空の月にも神を感じ敬い畏まるという姿勢を持っていた。
私はこの歌を次のように解釈した。
「年を取り老眼になった作者が夜空を見上げたとき、月がぼやけてふたつに見える・・・
ああ、昔の人は月を見上げても畏れ畏まったものだが、年をとった自分はふたつに見える月を
畏れもせずに、宇宙を見上げて立っているのだよ」
老いた自分を少し可笑しみをこめて詠っている、しかし、決して卑下しているのではなく、
むしろ爽やかさのようなものが感じられる。そういう歌だと思ったのだ。
そうでなければ作者はなぜ「畏れ」を選んだのか?
月がふたつに割れるような天変地異だから「畏れ」よりも「怖れ」にした方がいいというのは、
天変地異という読みが先にあって、その読みに合わせて言葉を変えるべきだという話だろう。
そうではなくて、作者の選んだ言葉で読むのではないのか?
なぜ天変地異で「畏れ」なのだ? 月が割れるような惨事をなぜ敬い畏まるのだ?
第一、そんな天変地異を持ち出して何を詠いたかったというのだ、私の老眼?
.....。
結局、時間がなくてそのまま歌会は進行した。
人数が多いと一首一首に時間をかけて議論することが出来ない。
仕方ないことなのだが、不完全燃焼感が残るのみ...。
ちなみに問題の歌の作者は澤辺元一さんだった。
今回、三井さんと吉川さんが総評を受け待っておられたが、
三井さんの批評に同意出来るものが多かった気がする。
正直言って、三井さんとは歌の傾向が違う気がしていたので、これは意外だった。
歌会全体としては、意味を求めようとする読みが散見されたような気がする。
歌会の最後の方で三井さんが、「あまり歌に意味を求めようとしない方がいい」と
言っていたのが印象的だった。
私は岡部史さんを中心とする横浜歌会で学んできた。
「歌会は知力を戦わせるゲーム」と仰る岡部さんのもとで自由に発言させてもらい、
勉強させてもらったわけだが、どうもそういう私にとって表面を撫でて終わる歌会というのは、
ちょっと辛抱がきつい(^^;;;
誰のせいということではなく、
適正規模を超えれば歌会はそうなってしまうのである。
通常の歌会は20人くらいが限度なのではないだろうか。
そういう問題があるから、批評団方式という歌会方式が出てきたわけであろう。
全国大会の規模になったら、無理して通常の歌会形式にこだわらなくて
いいのではないだろうか?
来年以降どうしようかな...。
高い参加費払って不完全燃焼するくらいならば、
観光がてらに行って一般公開の講演だけ聞いていた方がいいかな...。
ま、来年のことは来年考えよう。
今から来年のことを考えていては、
それこそ午前中に見てきた羅城門の鬼が笑うというものである(^^




Date: 2009/08/27(木)

出題内容 -> 歌会を振り返る文章の最後の一文に続けて、その先を書き継いでください。

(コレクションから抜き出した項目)
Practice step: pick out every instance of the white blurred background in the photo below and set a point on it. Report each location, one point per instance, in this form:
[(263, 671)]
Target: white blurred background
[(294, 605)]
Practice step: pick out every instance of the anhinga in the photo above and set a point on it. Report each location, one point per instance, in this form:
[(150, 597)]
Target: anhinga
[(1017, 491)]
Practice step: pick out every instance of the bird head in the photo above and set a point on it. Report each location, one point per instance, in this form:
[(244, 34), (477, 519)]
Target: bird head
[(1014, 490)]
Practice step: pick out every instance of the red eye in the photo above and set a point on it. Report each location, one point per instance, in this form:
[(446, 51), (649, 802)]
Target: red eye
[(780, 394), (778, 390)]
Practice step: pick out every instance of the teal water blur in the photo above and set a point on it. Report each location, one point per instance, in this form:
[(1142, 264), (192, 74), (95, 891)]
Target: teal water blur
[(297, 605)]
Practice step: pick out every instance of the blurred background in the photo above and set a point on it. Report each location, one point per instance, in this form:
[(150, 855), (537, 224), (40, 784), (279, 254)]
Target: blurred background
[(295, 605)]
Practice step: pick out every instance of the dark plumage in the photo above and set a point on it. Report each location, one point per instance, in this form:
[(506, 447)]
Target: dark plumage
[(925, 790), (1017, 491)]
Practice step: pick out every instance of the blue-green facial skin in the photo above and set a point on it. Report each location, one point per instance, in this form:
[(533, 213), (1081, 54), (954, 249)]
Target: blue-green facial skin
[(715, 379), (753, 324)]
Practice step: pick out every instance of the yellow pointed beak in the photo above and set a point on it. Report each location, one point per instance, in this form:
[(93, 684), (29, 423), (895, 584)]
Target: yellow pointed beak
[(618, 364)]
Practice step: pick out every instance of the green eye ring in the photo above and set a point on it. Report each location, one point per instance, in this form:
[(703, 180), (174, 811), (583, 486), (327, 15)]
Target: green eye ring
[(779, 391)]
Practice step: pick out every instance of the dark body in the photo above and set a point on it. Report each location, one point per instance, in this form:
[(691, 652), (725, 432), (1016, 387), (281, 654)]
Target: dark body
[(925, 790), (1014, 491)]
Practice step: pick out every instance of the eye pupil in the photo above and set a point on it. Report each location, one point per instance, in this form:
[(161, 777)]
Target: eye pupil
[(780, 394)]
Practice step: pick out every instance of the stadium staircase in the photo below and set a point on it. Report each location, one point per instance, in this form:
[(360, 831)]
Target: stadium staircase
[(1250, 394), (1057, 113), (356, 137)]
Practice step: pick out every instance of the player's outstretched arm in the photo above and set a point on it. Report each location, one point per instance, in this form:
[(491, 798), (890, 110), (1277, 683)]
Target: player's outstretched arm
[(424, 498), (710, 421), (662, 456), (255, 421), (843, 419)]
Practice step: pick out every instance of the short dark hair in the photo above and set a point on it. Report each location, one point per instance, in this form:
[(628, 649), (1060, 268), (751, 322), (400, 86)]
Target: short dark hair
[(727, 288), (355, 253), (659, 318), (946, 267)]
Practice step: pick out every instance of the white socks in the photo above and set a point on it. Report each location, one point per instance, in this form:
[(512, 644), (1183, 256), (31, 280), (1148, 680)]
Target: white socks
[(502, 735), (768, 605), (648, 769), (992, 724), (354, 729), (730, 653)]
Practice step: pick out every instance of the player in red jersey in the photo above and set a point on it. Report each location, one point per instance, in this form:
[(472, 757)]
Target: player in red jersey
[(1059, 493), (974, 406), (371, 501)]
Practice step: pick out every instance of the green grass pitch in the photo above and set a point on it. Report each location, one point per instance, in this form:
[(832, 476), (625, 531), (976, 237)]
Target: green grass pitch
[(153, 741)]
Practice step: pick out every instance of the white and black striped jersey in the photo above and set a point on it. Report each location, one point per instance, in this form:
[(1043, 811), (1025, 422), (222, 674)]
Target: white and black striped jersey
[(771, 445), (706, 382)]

課題の解答 ->
羅城門
羅城門は平安京の南の門。都の内と外を分ける門だった。
ここから朱雀大路が大内裏まで直線で約4k続いていた。
平安京は西の桂川と東の鴨川の間の平野に作られたわけだが、
朱雀大路の西側が右京、東側が左京だった。
都市設計に基本的に無理があったのか、
あるいは平安京の建設と同時並行でおこなわれていた蝦夷との戦いで、
当初見込んでいた予算が確保出来なくなり、
桂川沿いの湿地帯の排水工事が進まなかったのか、
右京は早い時期から衰退し、都の中心は左京に移る。
このために本来は都の中心であるべき朱雀大路は都の外れになり、
羅城門は本来の機能を失い荒れ果ててゆく。
816年に嵐で倒壊しその後再建されたが、
980年、再び暴風で倒れて以降は再建されず放置された。
芥川竜之介の『羅生門』は今昔物語から題材をとったものだが、
荒れ果てた羅生門で、鬘にするために死んだ女の髪を抜く老婆と、
その老婆から着物を奪う下人の遣り取りを描いている。
当然、980年以前の話であるはずだ。
紫式部が源氏物語を書くしばらく前くらいかもしれない。
ちなみに彼女が大人になったとき、既に羅城門は立っていない。
東寺から西にしばらく行き、途中から住宅の中の細い道に入ると小さな児童公園がある。
そこに「羅城門遺跡」という石碑がポツンとたっている。
9間5戸の重層門。幅36m高さ21mの巨大な門の跡にあるのはこれだけである。
ここから北に直線で朱雀門まで続いていた朱雀大路も跡形もない。
当たり前のように家で埋まっている。
試しに朱雀大路だったところを横断してみた。
広い。朱雀大路は幅84mの道路だった。
横断してみて思うのは、必要以上に大きい道路、ということである。
これだけ幅の広い道路があると、
道路のこちら側とあちら側とで生活圏が分かれたのではないか?
かなり不便だったろう。
外国からの使節を案内するための道、閲兵などもおこなわれたのかもしれない、
そういう道である。生活を考えて作られた道ではない。
右京が衰退したのは、あるいはこの不便さも関係したのかもしれない。
そんなことを思いながら、しばらくその辺を歩き回った。
京の下町の長屋のような家もあり、なかなか興味深い。
それにしても、都の巨大な門の跡に残るのが、
小さな石碑のあるまことに小さな児童公園だけとは...。
倒壊し放置されていた羅城門はどのような光景だったであろう。
荒れ果ててゆく右京、
道としての機能を失い、あちこちで勝手に家を建てたり耕されたりしている朱雀大路。
崩れて横たわる羅城門。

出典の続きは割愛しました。